**What this task involves**: Copy all of the records word for word.

*** Opening of Data under study ***

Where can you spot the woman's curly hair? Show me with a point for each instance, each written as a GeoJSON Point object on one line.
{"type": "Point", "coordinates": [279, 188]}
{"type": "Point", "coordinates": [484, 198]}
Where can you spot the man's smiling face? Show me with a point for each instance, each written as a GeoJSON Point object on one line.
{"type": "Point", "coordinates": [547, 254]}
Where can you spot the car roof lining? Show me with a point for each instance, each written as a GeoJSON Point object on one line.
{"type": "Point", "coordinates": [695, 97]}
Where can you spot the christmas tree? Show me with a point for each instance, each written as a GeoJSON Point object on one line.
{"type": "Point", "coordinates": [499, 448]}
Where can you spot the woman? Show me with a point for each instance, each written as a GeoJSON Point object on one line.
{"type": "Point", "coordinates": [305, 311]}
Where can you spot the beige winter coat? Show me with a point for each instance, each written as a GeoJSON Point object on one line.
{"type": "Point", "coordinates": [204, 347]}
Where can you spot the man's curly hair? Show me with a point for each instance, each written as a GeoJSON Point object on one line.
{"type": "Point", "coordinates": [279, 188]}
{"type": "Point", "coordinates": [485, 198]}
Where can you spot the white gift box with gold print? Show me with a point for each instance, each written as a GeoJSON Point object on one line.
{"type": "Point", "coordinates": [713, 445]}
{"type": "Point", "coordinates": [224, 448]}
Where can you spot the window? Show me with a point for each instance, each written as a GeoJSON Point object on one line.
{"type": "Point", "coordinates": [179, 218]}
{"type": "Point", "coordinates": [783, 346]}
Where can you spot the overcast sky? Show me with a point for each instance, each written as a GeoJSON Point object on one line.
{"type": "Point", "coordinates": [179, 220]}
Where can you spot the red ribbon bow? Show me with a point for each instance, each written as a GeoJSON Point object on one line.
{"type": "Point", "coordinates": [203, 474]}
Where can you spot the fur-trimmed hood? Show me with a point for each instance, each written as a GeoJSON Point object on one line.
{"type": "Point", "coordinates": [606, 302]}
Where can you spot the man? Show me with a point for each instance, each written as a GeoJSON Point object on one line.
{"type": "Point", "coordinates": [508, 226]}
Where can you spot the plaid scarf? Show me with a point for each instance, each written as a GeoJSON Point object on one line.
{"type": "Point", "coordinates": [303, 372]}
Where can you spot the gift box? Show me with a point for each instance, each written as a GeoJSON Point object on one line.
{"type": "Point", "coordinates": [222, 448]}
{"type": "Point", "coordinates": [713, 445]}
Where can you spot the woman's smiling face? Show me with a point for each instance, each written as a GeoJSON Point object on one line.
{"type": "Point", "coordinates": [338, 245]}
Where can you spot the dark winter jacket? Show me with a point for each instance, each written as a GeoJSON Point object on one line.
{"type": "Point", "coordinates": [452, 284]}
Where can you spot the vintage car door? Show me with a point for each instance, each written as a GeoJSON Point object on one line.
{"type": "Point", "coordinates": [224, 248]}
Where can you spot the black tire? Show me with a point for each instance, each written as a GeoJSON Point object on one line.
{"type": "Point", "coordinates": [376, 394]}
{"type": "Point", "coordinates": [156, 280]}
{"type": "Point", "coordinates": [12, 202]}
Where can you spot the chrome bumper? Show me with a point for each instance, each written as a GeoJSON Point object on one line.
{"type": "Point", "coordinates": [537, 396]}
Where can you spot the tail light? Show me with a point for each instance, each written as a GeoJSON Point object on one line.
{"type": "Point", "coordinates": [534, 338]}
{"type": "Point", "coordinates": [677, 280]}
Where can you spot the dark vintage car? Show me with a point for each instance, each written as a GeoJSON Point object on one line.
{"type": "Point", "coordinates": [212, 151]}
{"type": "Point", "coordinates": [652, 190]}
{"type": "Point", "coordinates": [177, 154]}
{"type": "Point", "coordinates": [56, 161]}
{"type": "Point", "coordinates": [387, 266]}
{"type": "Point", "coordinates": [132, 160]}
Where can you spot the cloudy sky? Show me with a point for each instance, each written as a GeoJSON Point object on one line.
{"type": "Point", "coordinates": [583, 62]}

*** Close of Data under study ***

**Answer for this exercise**:
Where can you spot the woman's curly hair? Show me with a point for each instance, each written as a GeoJSON Point object on one line.
{"type": "Point", "coordinates": [279, 188]}
{"type": "Point", "coordinates": [484, 198]}
Where can you spot the man's smiling face? Show me with a point for each instance, each written as a GeoJSON Point object on one line.
{"type": "Point", "coordinates": [547, 254]}
Where can you spot the car roof lining? Show me with a point for each instance, each written as a GeoJSON Point object on one line.
{"type": "Point", "coordinates": [695, 97]}
Where can you spot the christmas tree? Show me with a point for each instance, each written as a GeoJSON Point object on one line.
{"type": "Point", "coordinates": [499, 448]}
Where can you spot the woman? Show me with a point for each instance, each written as a GeoJSON Point object on one line.
{"type": "Point", "coordinates": [305, 311]}
Where can you spot the beige winter coat? Show me with a point for each instance, each written as a GeoJSON Point object on one line.
{"type": "Point", "coordinates": [204, 347]}
Where can you spot the man's curly hair? Show me with a point for each instance, each written as a GeoJSON Point object on one line.
{"type": "Point", "coordinates": [279, 188]}
{"type": "Point", "coordinates": [485, 198]}
Where can you spot the white gift box with gold print? Show me with a point for each instance, each written as a GeoJSON Point object on one line.
{"type": "Point", "coordinates": [713, 445]}
{"type": "Point", "coordinates": [224, 448]}
Where can you spot the window? Show me with a point for each instance, each written as a GeoJSON Point object on one line.
{"type": "Point", "coordinates": [179, 218]}
{"type": "Point", "coordinates": [783, 346]}
Where can you spot the overcast sky? Show me with a point for each instance, each written as a GeoJSON Point object on one line.
{"type": "Point", "coordinates": [179, 220]}
Where can you spot the red ribbon bow? Show me with a point for each instance, each written as a GeoJSON Point object on one line.
{"type": "Point", "coordinates": [203, 474]}
Where can you spot the fur-trimmed hood? Show me with a point for each instance, each written as a GeoJSON Point object on one line.
{"type": "Point", "coordinates": [606, 302]}
Where can you spot the man? Show me with a point for each instance, each written as a GeoJSON Point object on one line.
{"type": "Point", "coordinates": [508, 226]}
Where can you spot the plaid scarf? Show me with a point for each instance, each written as a GeoJSON Point object on one line.
{"type": "Point", "coordinates": [303, 372]}
Where can you spot the gift box? Show me with a point for each instance, each written as a GeoJSON Point object on one line.
{"type": "Point", "coordinates": [222, 448]}
{"type": "Point", "coordinates": [713, 445]}
Where can you spot the woman's smiling face? Show me with a point for each instance, each written as a GeoJSON Point object on one line.
{"type": "Point", "coordinates": [338, 245]}
Where can you spot the dark winter jacket? Show me with a point for each instance, each written as a GeoJSON Point object on one line.
{"type": "Point", "coordinates": [452, 284]}
Where can you spot the vintage car door? Show me with a point for each instance, each written as a GeoJSON Point object on one line.
{"type": "Point", "coordinates": [224, 248]}
Where can you spot the black tire? Show me with a point for each instance, each written as a GeoJSON Point object on one line.
{"type": "Point", "coordinates": [376, 394]}
{"type": "Point", "coordinates": [156, 280]}
{"type": "Point", "coordinates": [12, 202]}
Where can you spot the chrome bumper? Show me with a point for each instance, each written as a GeoJSON Point object on one line.
{"type": "Point", "coordinates": [537, 396]}
Where can you spot the tail light? Show me with a point for each instance, each written as a GeoJSON Point object on one line.
{"type": "Point", "coordinates": [534, 338]}
{"type": "Point", "coordinates": [677, 280]}
Where can you spot the dark vintage car? Show me with a point for each instance, each written as a GeoJSON Point object on one line.
{"type": "Point", "coordinates": [212, 151]}
{"type": "Point", "coordinates": [652, 190]}
{"type": "Point", "coordinates": [177, 154]}
{"type": "Point", "coordinates": [56, 161]}
{"type": "Point", "coordinates": [387, 266]}
{"type": "Point", "coordinates": [132, 160]}
Where can you spot the cloudy sky? Show me with a point for each instance, each written as a GeoJSON Point object on one line.
{"type": "Point", "coordinates": [583, 62]}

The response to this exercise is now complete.